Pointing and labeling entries
>>

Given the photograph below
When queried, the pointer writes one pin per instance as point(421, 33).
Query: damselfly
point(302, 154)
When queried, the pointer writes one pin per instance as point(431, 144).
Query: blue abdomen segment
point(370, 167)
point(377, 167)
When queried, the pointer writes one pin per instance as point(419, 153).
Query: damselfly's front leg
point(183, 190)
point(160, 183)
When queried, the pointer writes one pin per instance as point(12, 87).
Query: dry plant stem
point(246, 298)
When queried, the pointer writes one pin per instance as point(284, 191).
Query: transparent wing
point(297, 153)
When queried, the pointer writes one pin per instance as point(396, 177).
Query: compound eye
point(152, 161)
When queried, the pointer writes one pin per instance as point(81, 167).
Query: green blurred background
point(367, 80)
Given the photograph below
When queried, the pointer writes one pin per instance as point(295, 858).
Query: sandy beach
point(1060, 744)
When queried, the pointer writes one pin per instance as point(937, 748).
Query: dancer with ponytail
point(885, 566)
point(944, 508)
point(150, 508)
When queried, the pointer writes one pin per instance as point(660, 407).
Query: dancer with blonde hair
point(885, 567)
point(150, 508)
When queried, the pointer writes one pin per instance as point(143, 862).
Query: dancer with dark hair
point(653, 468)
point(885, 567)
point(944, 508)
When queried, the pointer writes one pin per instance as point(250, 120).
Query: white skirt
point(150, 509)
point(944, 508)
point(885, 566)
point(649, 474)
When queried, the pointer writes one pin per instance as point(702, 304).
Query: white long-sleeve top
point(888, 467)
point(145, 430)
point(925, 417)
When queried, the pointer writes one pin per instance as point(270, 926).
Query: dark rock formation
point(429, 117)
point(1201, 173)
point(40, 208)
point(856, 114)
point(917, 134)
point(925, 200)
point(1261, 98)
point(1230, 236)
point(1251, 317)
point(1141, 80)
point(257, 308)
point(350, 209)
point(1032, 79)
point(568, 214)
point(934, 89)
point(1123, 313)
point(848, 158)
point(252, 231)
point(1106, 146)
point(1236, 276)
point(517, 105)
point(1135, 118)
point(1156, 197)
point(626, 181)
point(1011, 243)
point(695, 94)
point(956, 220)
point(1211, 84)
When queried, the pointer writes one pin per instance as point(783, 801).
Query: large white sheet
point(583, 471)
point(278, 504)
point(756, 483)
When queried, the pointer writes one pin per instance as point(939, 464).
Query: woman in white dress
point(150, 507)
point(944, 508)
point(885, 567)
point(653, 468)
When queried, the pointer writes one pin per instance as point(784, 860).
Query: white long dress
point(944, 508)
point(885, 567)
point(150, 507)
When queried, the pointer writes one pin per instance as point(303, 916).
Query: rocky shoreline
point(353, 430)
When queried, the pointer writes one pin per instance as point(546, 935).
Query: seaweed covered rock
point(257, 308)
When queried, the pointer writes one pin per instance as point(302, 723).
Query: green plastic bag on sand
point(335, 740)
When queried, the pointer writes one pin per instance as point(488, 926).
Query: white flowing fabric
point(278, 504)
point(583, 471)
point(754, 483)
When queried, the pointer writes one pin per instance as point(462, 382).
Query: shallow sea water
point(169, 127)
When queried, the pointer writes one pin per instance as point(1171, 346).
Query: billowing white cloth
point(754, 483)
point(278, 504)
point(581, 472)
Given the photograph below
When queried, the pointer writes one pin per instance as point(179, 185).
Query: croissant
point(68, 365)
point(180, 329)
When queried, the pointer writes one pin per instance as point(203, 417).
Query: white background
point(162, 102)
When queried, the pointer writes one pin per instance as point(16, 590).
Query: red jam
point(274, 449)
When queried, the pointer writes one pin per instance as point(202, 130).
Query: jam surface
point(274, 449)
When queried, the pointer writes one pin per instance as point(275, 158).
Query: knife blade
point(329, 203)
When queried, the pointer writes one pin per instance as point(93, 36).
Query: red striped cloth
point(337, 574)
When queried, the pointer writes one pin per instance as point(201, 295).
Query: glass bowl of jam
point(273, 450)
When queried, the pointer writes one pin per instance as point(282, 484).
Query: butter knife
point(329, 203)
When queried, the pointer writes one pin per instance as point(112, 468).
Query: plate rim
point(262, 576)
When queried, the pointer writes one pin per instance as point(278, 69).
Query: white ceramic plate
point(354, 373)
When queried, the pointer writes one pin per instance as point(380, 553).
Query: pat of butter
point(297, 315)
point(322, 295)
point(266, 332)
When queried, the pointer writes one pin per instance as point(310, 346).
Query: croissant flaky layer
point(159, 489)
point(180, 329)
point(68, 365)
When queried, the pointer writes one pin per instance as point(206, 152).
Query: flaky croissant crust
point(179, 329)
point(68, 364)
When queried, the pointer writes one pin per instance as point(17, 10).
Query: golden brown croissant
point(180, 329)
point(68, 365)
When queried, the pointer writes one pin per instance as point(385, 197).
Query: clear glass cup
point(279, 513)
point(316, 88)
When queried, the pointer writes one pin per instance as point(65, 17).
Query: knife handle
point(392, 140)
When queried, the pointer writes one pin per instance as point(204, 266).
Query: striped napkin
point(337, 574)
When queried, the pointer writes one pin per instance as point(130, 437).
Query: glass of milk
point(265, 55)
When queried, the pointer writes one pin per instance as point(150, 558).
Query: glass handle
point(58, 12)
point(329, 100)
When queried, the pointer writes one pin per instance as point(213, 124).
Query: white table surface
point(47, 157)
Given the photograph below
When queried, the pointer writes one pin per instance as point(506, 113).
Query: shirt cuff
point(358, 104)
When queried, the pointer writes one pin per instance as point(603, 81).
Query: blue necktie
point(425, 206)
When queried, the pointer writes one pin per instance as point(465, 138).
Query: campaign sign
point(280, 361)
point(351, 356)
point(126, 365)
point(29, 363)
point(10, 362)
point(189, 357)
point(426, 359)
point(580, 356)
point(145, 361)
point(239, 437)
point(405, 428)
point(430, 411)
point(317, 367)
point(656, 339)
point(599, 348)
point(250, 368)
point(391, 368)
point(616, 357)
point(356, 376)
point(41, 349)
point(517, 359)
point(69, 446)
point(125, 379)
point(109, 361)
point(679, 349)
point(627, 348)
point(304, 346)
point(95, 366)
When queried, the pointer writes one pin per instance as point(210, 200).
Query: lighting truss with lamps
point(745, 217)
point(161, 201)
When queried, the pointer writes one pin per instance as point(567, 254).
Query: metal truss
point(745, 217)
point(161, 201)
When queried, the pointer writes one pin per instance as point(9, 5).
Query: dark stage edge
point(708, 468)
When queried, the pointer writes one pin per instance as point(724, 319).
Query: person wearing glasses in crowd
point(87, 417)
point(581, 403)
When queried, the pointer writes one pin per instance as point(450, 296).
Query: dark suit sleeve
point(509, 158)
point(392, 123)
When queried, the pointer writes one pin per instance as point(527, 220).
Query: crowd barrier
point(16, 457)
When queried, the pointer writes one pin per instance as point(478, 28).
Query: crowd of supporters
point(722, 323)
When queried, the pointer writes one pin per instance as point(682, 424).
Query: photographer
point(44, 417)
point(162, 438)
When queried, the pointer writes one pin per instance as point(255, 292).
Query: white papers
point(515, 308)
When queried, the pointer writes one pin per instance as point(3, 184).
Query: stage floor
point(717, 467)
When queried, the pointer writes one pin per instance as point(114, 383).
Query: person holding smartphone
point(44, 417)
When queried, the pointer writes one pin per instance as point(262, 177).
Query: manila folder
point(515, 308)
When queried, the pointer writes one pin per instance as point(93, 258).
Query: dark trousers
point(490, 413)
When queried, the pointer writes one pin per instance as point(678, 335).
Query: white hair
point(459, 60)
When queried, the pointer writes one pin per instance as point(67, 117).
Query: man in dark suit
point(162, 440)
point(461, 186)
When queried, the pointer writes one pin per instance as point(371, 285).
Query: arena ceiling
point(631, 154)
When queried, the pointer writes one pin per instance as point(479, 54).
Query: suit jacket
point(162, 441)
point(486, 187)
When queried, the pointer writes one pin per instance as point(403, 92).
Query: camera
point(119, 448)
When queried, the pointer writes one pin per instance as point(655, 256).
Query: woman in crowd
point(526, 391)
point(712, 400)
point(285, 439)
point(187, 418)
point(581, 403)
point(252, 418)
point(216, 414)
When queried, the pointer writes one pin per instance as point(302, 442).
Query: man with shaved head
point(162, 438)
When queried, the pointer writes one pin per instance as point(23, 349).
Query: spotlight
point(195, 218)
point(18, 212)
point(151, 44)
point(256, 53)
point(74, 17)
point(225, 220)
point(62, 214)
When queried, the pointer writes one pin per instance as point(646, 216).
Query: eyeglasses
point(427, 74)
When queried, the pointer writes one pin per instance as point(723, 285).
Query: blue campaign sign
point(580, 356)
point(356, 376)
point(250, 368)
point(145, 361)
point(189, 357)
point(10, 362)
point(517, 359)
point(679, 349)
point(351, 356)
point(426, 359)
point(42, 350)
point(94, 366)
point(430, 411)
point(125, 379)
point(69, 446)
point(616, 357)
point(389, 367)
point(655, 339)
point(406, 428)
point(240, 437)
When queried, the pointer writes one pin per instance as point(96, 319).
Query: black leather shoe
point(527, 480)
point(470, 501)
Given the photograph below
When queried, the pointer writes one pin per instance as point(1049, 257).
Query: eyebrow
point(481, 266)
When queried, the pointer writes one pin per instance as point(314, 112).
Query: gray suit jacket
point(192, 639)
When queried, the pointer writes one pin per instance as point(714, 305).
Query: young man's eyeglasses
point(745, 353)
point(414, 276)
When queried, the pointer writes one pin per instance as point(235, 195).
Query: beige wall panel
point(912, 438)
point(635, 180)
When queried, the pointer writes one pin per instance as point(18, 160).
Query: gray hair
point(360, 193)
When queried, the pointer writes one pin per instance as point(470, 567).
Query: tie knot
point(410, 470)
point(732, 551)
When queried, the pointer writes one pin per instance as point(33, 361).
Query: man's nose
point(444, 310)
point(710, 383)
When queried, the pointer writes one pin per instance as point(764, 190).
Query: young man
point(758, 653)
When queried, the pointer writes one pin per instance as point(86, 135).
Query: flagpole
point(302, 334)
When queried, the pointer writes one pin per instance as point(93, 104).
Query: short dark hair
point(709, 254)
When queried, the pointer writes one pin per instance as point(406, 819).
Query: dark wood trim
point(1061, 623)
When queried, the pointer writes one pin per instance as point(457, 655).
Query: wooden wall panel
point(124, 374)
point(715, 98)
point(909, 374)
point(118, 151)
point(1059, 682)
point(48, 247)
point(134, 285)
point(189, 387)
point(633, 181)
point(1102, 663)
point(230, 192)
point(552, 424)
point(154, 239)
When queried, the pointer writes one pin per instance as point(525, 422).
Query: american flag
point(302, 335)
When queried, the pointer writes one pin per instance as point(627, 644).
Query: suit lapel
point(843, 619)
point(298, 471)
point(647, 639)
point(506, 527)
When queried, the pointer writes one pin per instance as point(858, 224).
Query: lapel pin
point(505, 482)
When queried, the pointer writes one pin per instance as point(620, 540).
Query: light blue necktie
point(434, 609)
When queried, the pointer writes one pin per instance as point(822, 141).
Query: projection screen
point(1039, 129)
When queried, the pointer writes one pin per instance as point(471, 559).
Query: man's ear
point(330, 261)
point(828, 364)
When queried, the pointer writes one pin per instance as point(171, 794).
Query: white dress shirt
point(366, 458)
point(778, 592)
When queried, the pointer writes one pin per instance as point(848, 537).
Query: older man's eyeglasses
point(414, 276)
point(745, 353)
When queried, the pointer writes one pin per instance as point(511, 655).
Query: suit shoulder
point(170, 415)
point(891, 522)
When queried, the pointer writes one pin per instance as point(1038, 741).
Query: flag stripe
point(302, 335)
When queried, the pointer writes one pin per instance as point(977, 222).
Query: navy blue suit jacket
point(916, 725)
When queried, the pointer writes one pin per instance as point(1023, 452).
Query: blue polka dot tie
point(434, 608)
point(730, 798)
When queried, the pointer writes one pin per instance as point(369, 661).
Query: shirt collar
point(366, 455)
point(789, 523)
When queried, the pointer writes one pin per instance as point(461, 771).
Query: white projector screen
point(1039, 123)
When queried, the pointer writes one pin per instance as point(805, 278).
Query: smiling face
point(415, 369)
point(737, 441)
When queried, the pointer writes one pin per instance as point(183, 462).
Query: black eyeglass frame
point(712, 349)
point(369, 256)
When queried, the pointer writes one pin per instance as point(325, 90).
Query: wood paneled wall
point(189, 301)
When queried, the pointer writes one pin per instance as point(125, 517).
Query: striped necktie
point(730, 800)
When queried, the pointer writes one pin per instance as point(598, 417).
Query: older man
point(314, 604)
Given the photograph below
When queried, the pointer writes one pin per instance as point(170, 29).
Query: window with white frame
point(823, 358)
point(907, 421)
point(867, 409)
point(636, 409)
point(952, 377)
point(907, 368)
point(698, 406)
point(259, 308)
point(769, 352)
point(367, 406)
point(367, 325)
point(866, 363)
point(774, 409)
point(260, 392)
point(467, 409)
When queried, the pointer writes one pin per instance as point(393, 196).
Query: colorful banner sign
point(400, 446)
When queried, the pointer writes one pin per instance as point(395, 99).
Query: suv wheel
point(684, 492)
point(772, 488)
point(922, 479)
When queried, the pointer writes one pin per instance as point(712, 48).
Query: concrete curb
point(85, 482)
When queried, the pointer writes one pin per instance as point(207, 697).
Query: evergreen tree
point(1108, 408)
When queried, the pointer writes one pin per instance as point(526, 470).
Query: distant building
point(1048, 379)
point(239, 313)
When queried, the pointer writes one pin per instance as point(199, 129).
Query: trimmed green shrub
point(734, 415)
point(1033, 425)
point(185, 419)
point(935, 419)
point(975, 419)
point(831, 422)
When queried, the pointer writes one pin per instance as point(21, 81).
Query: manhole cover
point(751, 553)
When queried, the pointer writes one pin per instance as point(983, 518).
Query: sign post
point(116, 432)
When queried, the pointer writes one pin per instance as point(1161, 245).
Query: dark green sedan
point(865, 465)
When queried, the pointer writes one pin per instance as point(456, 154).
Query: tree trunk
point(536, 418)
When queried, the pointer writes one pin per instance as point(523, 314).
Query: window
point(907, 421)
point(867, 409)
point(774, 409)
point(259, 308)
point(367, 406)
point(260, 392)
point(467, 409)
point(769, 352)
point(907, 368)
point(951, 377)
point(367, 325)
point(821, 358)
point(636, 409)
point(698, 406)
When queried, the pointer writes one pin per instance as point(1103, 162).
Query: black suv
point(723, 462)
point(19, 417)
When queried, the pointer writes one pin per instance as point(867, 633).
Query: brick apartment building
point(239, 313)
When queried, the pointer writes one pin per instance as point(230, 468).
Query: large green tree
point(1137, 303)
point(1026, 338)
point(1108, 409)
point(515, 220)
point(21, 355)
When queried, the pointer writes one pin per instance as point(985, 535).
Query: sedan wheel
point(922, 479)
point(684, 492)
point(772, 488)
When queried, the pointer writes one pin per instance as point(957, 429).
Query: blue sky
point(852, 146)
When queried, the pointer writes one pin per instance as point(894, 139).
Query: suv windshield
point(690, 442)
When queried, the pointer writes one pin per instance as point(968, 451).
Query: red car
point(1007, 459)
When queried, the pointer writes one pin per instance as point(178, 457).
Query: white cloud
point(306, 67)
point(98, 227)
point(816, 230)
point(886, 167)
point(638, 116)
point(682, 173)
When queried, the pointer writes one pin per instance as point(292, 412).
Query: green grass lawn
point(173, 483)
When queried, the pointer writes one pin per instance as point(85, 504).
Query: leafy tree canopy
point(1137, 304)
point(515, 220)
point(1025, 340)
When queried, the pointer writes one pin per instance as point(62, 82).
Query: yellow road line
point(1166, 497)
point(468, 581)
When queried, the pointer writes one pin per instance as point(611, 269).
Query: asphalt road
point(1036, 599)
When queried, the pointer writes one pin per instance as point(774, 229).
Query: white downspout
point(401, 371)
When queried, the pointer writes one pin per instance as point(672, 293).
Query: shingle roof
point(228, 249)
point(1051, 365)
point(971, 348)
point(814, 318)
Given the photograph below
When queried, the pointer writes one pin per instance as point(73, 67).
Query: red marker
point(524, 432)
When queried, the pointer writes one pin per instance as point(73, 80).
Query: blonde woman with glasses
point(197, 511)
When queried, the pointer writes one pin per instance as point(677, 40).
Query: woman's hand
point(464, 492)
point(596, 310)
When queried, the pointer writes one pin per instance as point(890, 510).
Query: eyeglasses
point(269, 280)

<<

● **Directions**
Update the stretch from the start of the rows through the line containing "point(297, 153)" by replacing "dry plant stem" with "withered plant stem", leaving everything else unchanged. Reproduce only those lines.

● **Exercise solution**
Given the photograph below
When queried, the pointer writes one pin per instance as point(421, 33).
Query: damselfly
point(302, 154)
When queried, the pointer writes one pin per instance as point(431, 144).
Query: blue abdomen segment
point(370, 167)
point(377, 167)
When queried, the pointer writes one pin per instance as point(419, 153).
Query: damselfly's front leg
point(183, 190)
point(160, 183)
When queried, the pointer writes one pin per instance as point(12, 87).
Query: withered plant stem
point(246, 298)
When queried, the pointer writes one pin per instance as point(284, 191).
Query: transparent wing
point(297, 153)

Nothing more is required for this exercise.